## START Record excerpts

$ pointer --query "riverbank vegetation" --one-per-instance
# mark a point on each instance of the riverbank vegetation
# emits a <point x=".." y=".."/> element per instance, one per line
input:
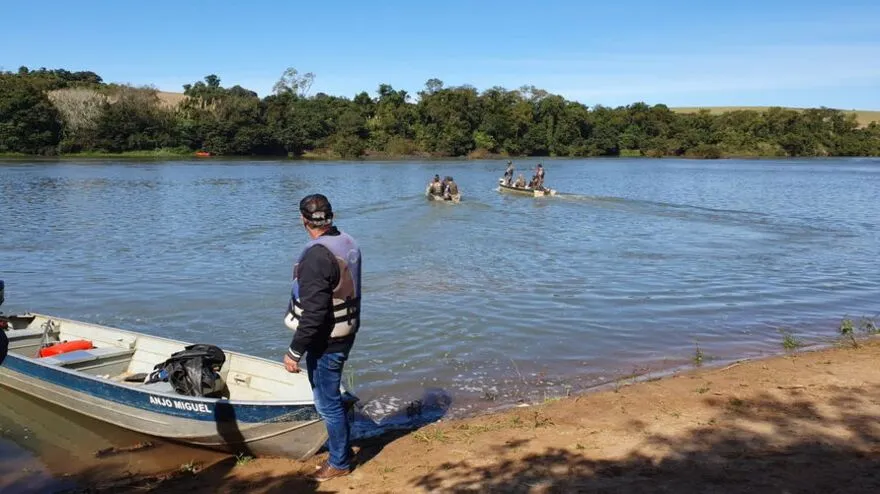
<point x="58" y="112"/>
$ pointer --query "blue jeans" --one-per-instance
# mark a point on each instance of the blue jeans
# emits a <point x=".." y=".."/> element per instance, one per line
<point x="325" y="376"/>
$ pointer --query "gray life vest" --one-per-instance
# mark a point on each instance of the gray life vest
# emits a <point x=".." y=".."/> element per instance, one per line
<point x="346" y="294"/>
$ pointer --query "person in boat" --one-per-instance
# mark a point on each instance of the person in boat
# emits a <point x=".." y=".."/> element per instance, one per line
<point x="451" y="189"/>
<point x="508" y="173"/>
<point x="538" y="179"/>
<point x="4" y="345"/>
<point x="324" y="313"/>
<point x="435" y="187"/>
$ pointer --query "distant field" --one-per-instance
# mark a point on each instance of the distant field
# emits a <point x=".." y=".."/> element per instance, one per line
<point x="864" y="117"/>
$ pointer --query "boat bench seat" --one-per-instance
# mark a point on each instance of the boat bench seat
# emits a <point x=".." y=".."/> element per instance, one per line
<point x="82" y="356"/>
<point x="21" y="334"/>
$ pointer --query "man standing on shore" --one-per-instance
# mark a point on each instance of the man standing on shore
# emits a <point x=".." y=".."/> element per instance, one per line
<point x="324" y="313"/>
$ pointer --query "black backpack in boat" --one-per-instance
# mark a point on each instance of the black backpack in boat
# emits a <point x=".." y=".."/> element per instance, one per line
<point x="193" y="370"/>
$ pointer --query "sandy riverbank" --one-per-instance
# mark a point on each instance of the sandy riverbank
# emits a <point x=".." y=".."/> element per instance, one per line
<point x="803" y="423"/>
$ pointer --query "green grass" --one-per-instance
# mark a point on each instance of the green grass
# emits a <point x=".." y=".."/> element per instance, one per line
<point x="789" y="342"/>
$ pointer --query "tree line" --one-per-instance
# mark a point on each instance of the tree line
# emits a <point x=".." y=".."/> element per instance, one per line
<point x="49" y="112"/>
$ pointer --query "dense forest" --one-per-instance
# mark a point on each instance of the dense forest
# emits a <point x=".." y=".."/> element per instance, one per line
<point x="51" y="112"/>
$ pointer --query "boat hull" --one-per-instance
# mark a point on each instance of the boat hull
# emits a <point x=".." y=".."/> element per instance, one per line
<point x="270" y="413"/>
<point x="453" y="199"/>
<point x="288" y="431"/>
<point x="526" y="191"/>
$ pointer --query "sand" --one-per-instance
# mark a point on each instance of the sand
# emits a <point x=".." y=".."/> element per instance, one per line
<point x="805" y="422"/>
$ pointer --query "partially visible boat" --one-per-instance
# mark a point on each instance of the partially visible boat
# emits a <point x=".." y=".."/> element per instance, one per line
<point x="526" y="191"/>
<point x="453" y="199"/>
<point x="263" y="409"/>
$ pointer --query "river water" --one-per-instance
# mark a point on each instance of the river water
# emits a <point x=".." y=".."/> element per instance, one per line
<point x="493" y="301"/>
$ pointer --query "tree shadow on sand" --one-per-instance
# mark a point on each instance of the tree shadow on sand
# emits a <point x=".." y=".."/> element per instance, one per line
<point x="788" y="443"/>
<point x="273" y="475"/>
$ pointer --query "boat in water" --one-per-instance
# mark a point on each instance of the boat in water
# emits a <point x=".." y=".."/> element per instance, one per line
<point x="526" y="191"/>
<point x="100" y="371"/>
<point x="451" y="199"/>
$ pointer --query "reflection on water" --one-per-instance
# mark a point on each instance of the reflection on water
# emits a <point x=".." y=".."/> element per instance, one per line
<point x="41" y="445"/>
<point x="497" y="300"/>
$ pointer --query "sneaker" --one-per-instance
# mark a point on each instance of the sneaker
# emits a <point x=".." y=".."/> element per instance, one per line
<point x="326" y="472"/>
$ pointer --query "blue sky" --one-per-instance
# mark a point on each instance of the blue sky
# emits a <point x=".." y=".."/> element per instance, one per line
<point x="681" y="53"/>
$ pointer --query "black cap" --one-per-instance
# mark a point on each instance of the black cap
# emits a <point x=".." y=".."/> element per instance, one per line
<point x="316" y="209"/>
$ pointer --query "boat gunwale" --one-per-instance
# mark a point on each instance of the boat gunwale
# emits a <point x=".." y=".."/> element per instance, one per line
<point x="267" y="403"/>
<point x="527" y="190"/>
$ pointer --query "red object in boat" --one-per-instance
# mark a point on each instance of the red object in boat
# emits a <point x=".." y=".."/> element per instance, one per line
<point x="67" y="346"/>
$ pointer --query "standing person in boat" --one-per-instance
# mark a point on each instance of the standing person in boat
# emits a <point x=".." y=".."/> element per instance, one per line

## END Record excerpts

Exercise goal
Omit the pictures and reproduce the listing exactly.

Answer in full
$ pointer --query "riverbank vegetation" --one-per-instance
# mark a point on each instance of the riverbank vegetation
# emits a <point x=".." y=".."/> element per instance, one per line
input:
<point x="58" y="112"/>
$ pointer --query "blue jeans" --one-per-instance
# mark a point on each instance of the blue jeans
# emits a <point x=".." y=".."/> element per instance, one per line
<point x="325" y="376"/>
$ pointer --query "gray life vest" --one-per-instance
# mark a point on each instance of the gray life vest
# emits a <point x=".." y=".."/> element per instance, one per line
<point x="346" y="294"/>
$ pointer --query "person in boat" --one-per-instance
# mark a point on each instance of the person in boat
# emits a <point x=".." y=".."/> element per instance, one per line
<point x="451" y="189"/>
<point x="508" y="173"/>
<point x="538" y="179"/>
<point x="4" y="345"/>
<point x="324" y="313"/>
<point x="435" y="187"/>
$ pointer --query "distant field" --one-per-instance
# mark a point on each instance of the distant field
# emits a <point x=".." y=".."/> element per instance, one per line
<point x="864" y="117"/>
$ pointer --query "boat bench seat" --one-per-instance
# mark a point on each instance of the boat bench seat
# emits a <point x=".." y=".."/> element per instance, one per line
<point x="82" y="356"/>
<point x="21" y="334"/>
$ pointer --query "man standing on shore" --one-per-instance
# mark a point on each instance of the man standing on shore
# emits a <point x=".." y=".."/> element per instance, one per line
<point x="324" y="313"/>
$ pointer --query "black backpack in boat" --one-per-instance
# mark a point on each instance of the black backpack in boat
# emits a <point x=".." y=".."/> element per instance, one per line
<point x="193" y="370"/>
$ pointer --query "sandy riverbank" --one-per-instance
# mark a point on each instance of the sandy riverbank
# emits a <point x=".." y=".."/> element per instance, one per line
<point x="803" y="423"/>
$ pointer --query "green grass" --one-per-instance
# mark a point on each instance of the green grass
# emits a <point x=".." y=".."/> element per instance, one per line
<point x="789" y="342"/>
$ pointer --query "tree line" --one-per-instance
# mark a point on each instance of the tree line
# emits a <point x=".." y=".."/> element per instance, one per line
<point x="49" y="112"/>
$ pointer --query "dense forest" --one-per-instance
# mark a point on each instance of the dense forest
# emits a <point x=".." y=".."/> element per instance, one per line
<point x="51" y="112"/>
$ pointer --query "boat hull" --one-per-instance
# mark a point on each instance of the boat hull
# emits a <point x=".." y=".."/> element per instance, one per line
<point x="270" y="413"/>
<point x="453" y="199"/>
<point x="288" y="431"/>
<point x="526" y="191"/>
$ pointer --query "sand" --one-per-instance
# mark a point on each instance of the sand
# emits a <point x=".." y=".."/> element per instance, one per line
<point x="805" y="422"/>
$ pointer --query "partially visible boat" --one-per-instance
# mark a point on each instance of the partially visible boat
# emits a <point x=".." y=".."/> element per instance, one per line
<point x="526" y="191"/>
<point x="453" y="199"/>
<point x="263" y="409"/>
$ pointer --query "river water" --one-per-instance
# mark a point on each instance of the river water
# emits a <point x=".." y=".."/> element per instance, one per line
<point x="493" y="301"/>
$ pointer --query "tree shadow on sand" --one-per-instance
# mark a point on each instance of the tree shadow on sand
# emits a <point x=".." y=".."/> element per instance, one per line
<point x="788" y="443"/>
<point x="273" y="475"/>
$ pointer --query "boat in water" --one-per-instance
# mark a point on each instance of the boat in water
# emits a <point x=".." y=".."/> element per instance, one per line
<point x="526" y="191"/>
<point x="100" y="371"/>
<point x="451" y="199"/>
$ pointer --query "reflection on water" --one-per-instance
# mark a point on each instance of the reflection on water
# emits a <point x=".." y=".."/> element per instance, one per line
<point x="41" y="445"/>
<point x="497" y="300"/>
$ pointer --query "sneaker" --one-per-instance
# mark a point on each instance of the sneaker
# emits a <point x=".." y=".."/> element per instance, one per line
<point x="326" y="472"/>
$ pointer --query "blue sky" --one-per-instance
# mark a point on each instance of the blue sky
# emits a <point x=".." y=".."/> element per instance, one per line
<point x="681" y="53"/>
$ pointer --query "black cap" --one-per-instance
# mark a point on each instance of the black cap
# emits a <point x=".." y=".."/> element per instance, one per line
<point x="316" y="209"/>
$ pointer --query "boat gunwale" --one-per-instance
# mark a point on each instance of the boat gunwale
# emits a <point x=".." y=".."/> element per instance, one per line
<point x="267" y="403"/>
<point x="527" y="190"/>
$ pointer --query "red object in boat" --one-per-instance
# mark a point on each instance of the red object in boat
# emits a <point x=".." y=".."/> element per instance, one per line
<point x="67" y="346"/>
$ pointer --query "standing person in boat" --one-per-instance
# mark a point on each instance of the standing person in boat
# emits a <point x=".." y=".."/> element per instance, one per line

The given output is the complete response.